◆ EXERCISE REQUIREMENTS:
Copy every one of the records below line by line, without changing a single character.

[[ DATA PROVIDED, beginning ]]

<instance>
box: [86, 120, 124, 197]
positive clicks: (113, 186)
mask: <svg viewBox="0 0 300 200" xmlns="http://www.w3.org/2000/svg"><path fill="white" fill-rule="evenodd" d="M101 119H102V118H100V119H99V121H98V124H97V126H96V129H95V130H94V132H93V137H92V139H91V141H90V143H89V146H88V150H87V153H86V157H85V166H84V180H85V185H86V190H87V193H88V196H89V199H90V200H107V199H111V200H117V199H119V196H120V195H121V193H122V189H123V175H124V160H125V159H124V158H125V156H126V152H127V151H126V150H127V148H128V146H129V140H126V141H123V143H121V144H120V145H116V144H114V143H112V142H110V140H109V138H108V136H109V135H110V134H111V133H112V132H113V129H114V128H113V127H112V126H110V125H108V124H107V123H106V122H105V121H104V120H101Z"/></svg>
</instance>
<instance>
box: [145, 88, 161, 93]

[[ DATA PROVIDED, end ]]

◆ THE ANSWER:
<instance>
box: [86, 120, 124, 197]
positive clicks: (113, 186)
mask: <svg viewBox="0 0 300 200" xmlns="http://www.w3.org/2000/svg"><path fill="white" fill-rule="evenodd" d="M101 119H102V118H100V119H99V121H98V124H97V126H96V129H95V130H94V132H93V137H92V139H91V141H90V143H89V146H88V150H87V153H86V157H85V166H84V180H85V185H86V190H87V193H88V196H89V199H90V200H107V199H111V200H117V199H119V196H120V195H121V193H122V189H123V175H124V160H125V159H124V158H125V156H126V152H127V151H126V150H127V148H128V146H129V140H126V141H123V143H121V144H120V145H116V144H114V143H112V142H110V140H109V138H108V136H109V135H110V134H111V133H112V132H113V129H114V128H113V127H112V126H110V125H108V124H107V123H106V122H105V121H104V120H101Z"/></svg>
</instance>
<instance>
box: [145, 88, 161, 93]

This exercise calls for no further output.